#### [Exercise aim]
Retype every entry exactly, character for character.

Annotation dataset entries:
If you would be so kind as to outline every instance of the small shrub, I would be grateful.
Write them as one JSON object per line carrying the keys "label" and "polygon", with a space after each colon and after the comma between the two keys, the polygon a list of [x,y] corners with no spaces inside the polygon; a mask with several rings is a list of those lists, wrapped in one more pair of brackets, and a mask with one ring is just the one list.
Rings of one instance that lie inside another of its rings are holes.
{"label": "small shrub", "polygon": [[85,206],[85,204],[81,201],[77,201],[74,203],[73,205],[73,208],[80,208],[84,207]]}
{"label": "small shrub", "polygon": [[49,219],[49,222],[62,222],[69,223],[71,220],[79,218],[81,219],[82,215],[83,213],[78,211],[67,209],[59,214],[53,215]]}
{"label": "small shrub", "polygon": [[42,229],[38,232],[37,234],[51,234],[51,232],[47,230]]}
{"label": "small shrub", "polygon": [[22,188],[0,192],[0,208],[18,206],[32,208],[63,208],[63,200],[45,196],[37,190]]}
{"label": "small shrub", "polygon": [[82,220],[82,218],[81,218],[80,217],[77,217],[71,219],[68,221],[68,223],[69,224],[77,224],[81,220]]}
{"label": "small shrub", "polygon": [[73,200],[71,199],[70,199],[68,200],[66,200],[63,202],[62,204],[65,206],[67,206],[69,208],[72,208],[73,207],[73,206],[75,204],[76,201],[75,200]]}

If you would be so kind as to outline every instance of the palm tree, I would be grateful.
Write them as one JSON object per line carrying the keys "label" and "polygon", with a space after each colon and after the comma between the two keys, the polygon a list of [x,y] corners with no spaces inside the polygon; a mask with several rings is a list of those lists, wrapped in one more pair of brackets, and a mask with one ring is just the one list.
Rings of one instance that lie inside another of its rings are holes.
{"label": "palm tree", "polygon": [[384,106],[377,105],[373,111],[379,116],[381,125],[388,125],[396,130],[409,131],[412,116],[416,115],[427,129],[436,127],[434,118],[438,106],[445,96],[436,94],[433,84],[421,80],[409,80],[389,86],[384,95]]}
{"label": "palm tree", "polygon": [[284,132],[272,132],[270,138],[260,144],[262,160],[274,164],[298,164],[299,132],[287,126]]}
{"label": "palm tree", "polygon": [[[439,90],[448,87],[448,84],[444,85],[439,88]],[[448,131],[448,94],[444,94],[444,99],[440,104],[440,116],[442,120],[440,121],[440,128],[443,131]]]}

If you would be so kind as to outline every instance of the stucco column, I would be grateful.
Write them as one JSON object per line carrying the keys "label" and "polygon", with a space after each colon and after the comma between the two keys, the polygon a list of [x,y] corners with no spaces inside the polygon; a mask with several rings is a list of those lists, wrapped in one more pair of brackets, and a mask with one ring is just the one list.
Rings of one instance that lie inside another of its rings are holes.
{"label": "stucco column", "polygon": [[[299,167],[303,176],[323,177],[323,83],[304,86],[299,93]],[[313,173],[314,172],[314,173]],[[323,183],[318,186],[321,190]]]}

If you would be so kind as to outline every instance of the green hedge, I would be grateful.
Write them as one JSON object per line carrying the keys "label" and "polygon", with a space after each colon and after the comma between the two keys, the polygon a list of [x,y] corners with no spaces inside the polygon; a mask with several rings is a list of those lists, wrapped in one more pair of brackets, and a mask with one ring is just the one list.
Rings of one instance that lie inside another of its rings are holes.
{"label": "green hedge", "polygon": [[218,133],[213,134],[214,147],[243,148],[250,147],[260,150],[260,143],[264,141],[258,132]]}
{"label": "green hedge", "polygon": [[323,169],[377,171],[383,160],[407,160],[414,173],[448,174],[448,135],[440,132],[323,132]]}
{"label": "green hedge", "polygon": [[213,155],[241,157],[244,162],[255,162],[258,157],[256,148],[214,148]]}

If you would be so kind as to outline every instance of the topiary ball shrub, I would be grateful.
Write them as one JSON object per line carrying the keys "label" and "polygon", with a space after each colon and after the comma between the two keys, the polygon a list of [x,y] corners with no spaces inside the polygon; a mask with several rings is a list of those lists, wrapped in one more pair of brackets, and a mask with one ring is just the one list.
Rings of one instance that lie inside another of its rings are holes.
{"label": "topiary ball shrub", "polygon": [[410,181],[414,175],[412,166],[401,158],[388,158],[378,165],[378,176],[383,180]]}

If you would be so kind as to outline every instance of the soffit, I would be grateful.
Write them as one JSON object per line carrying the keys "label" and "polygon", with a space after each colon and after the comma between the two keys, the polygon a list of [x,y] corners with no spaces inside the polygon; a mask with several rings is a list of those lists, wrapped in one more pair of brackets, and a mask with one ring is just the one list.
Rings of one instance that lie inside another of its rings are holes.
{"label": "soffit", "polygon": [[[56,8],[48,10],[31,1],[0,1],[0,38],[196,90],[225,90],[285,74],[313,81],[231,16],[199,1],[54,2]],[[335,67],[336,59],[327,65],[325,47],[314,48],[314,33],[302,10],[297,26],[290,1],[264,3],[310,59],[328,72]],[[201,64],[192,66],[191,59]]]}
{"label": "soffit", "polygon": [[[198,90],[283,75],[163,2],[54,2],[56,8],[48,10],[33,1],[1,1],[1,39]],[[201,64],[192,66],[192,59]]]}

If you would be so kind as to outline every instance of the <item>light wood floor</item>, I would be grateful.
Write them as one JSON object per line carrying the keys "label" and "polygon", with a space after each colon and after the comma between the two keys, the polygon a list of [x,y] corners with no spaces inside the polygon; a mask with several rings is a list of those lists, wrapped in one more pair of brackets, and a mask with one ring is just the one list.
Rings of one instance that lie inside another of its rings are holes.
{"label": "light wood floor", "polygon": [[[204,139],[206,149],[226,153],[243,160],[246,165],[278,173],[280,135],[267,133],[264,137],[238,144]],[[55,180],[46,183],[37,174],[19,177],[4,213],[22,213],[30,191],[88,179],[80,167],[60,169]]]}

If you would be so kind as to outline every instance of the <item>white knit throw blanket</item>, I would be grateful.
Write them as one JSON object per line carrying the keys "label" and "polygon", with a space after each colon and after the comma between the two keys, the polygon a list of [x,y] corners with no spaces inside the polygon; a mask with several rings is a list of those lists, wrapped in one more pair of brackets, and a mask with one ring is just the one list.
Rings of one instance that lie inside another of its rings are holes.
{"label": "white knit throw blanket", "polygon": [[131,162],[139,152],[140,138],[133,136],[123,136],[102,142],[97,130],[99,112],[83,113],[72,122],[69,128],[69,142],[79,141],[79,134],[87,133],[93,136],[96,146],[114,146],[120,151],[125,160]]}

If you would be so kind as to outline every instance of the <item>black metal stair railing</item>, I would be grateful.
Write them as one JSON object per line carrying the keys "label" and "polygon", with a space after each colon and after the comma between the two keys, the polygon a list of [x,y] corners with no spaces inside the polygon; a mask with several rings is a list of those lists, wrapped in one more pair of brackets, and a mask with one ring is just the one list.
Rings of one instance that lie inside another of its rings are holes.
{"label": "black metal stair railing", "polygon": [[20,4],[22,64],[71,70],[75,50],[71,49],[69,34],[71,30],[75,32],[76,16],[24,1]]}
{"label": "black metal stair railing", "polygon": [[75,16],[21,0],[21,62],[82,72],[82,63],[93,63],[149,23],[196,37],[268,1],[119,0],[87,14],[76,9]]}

#### [Full solution]
If you would be so kind as to outline every instance of the small shrub, I would be grateful.
Write them as one JSON object per line carrying the keys "label" and "polygon", with a space after each colon and after the comma between the two keys, the polygon a list of [x,y] corners with no spaces inside the polygon; a mask with several rings is a list of those lists, wrapped in one more pair of brackets, and a mask with one ring is just the one list.
Rings of one instance that lie inside another of its rings are holes.
{"label": "small shrub", "polygon": [[85,206],[85,204],[81,201],[77,201],[74,203],[73,205],[73,208],[80,208],[84,207]]}
{"label": "small shrub", "polygon": [[49,219],[49,222],[62,222],[69,223],[71,220],[79,218],[81,219],[82,215],[83,213],[78,211],[67,209],[59,214],[53,215]]}
{"label": "small shrub", "polygon": [[42,229],[38,232],[37,234],[51,234],[51,232],[47,230]]}
{"label": "small shrub", "polygon": [[22,188],[0,192],[0,208],[18,206],[32,208],[63,208],[63,200],[45,196],[37,190]]}
{"label": "small shrub", "polygon": [[82,220],[82,218],[81,218],[80,217],[77,217],[71,219],[68,221],[68,223],[69,224],[77,224],[81,220]]}
{"label": "small shrub", "polygon": [[73,200],[71,199],[70,199],[68,200],[66,200],[63,202],[62,204],[65,206],[67,206],[69,208],[72,208],[73,207],[73,206],[75,204],[76,201],[75,200]]}

If you would be so kind as to outline every instance of the palm tree, I would be grateful.
Write them as one JSON object per line carrying the keys "label" and "polygon", with a space after each colon and after the comma between the two keys, the polygon a list of [x,y] corners with no spaces inside the polygon; a mask with several rings is a list of those lists, wrapped in one more pair of brackets, and a mask with one ring is just the one list.
Rings of one instance that lie inside another of its rings are holes.
{"label": "palm tree", "polygon": [[384,106],[377,105],[373,111],[379,116],[381,125],[388,125],[396,130],[409,131],[412,116],[416,115],[427,129],[436,127],[434,118],[438,106],[445,96],[436,94],[433,84],[421,80],[409,80],[389,86],[384,95]]}
{"label": "palm tree", "polygon": [[284,132],[272,132],[270,138],[260,144],[262,160],[274,164],[298,164],[299,132],[287,126]]}
{"label": "palm tree", "polygon": [[[439,90],[448,87],[448,84],[444,85],[439,88]],[[448,131],[448,94],[444,94],[444,99],[440,104],[440,116],[442,120],[440,121],[440,128],[443,131]]]}

If you would be so kind as to outline every instance of the stucco column, I would be grateful.
Write them as one JSON object per line carrying the keys "label" and "polygon", with a space after each colon and after the comma between the two keys, the polygon a list of [x,y] corners with no spaces inside the polygon; a mask with several rings is a list of those lists, wrapped in one more pair of brackets, and a mask with one ring is just the one list.
Rings of one instance that lie inside another of its rings are holes.
{"label": "stucco column", "polygon": [[[299,167],[303,176],[323,177],[323,83],[304,86],[299,93]],[[313,173],[314,172],[314,173]],[[323,183],[318,186],[321,190]]]}

If you would be so kind as to outline every instance of the green hedge, I would be grateful.
Write them as one JSON object per line carrying the keys "label" and "polygon", with a space after each colon and after the comma between the two keys, the polygon a list of [x,y] corners with no spaces inside the polygon; a mask with several rings is a list of those lists, wrapped in one more pair of brackets, and a mask with one ring is just the one list.
Rings of one instance that lie inside another of its rings are holes.
{"label": "green hedge", "polygon": [[218,133],[213,134],[214,147],[243,148],[250,147],[260,150],[260,143],[264,141],[258,132]]}
{"label": "green hedge", "polygon": [[323,169],[377,171],[383,160],[407,160],[414,173],[448,174],[448,135],[440,132],[323,132]]}
{"label": "green hedge", "polygon": [[213,155],[241,157],[244,162],[255,162],[258,157],[256,148],[214,148]]}

If you would be so kind as to outline every instance of the topiary ball shrub, I would be grateful.
Write them as one JSON object per line carrying the keys "label" and "polygon", with a space after each colon and after the comma between the two keys, the polygon a list of [x,y] corners with no spaces inside the polygon; a mask with several rings is a list of those lists, wrapped in one more pair of brackets, and a mask with one ring is just the one list.
Rings of one instance that lie inside another of its rings are holes.
{"label": "topiary ball shrub", "polygon": [[410,181],[414,175],[412,166],[401,158],[388,158],[378,165],[378,176],[383,180]]}

If you would be so kind as to outline every instance of the soffit, I would be grateful.
Write them as one JSON object per line carrying the keys "label" and "polygon", with a space after each colon and after the comma between the two keys, the polygon a list of [x,y] corners with no spaces inside the polygon; a mask with several rings is a list of those lists, wrapped in one more pair of brackets, and a mask with one ring is just the one list.
Rings of one instance that lie inside another of its rings are holes.
{"label": "soffit", "polygon": [[[56,8],[48,10],[31,1],[0,1],[0,38],[196,90],[225,90],[285,74],[313,81],[231,16],[199,1],[54,2]],[[335,67],[336,59],[327,65],[325,47],[314,48],[314,33],[302,10],[297,26],[290,1],[264,3],[310,59],[328,72]],[[201,64],[192,66],[191,59]]]}
{"label": "soffit", "polygon": [[[198,90],[283,75],[163,2],[54,2],[56,8],[48,10],[33,1],[1,1],[1,39]],[[201,64],[192,66],[192,59]]]}

If you would be so kind as to outline every instance of the <item>light wood floor</item>, I would be grateful.
Write them as one JSON object per line carrying the keys "label" and "polygon", with a space after each colon and after the comma between the two keys, the polygon a list of [x,y] corners with no spaces inside the polygon; a mask with several rings is a list of those lists, wrapped in one more pair of brackets, and a mask with one ring is just the one list.
Rings of one instance that lie inside another of its rings are holes.
{"label": "light wood floor", "polygon": [[[204,139],[206,149],[226,153],[243,160],[246,165],[278,173],[280,135],[267,133],[264,137],[238,144]],[[55,180],[46,183],[37,174],[19,177],[4,213],[22,213],[30,191],[88,179],[80,167],[60,169]]]}

If you would be so kind as to outline every instance of the <item>white knit throw blanket</item>, I would be grateful.
Write them as one JSON object per line carrying the keys "label" and "polygon", with a space after each colon and after the comma between the two keys, the polygon a list of [x,y] corners with no spaces inside the polygon; a mask with several rings is a list of those lists, wrapped in one more pair of brackets, and a mask with one ring is just the one list.
Rings of one instance that lie inside another of its rings are holes.
{"label": "white knit throw blanket", "polygon": [[131,162],[139,152],[140,138],[133,136],[123,136],[102,142],[97,130],[99,112],[83,113],[72,122],[69,128],[69,142],[79,141],[79,134],[87,133],[93,136],[96,146],[114,146],[120,151],[125,160]]}

If you would be so kind as to outline every instance of the <item>black metal stair railing</item>, I would be grateful.
Write them as one JSON object per line carrying the keys "label" and "polygon", with a space after each colon and after the comma between the two keys, the polygon a list of [x,y] corners with no spaces inside the polygon; a mask with several rings is a list of those lists, wrapped in one more pair of brackets, and a mask with one ring is just the one list.
Rings of one instance that lie inside another of its rings are holes.
{"label": "black metal stair railing", "polygon": [[20,4],[22,64],[71,70],[75,50],[71,49],[69,34],[71,30],[75,32],[76,16],[24,1]]}
{"label": "black metal stair railing", "polygon": [[75,16],[21,0],[21,62],[82,72],[82,63],[93,63],[149,23],[196,37],[268,1],[119,0],[87,14],[76,9]]}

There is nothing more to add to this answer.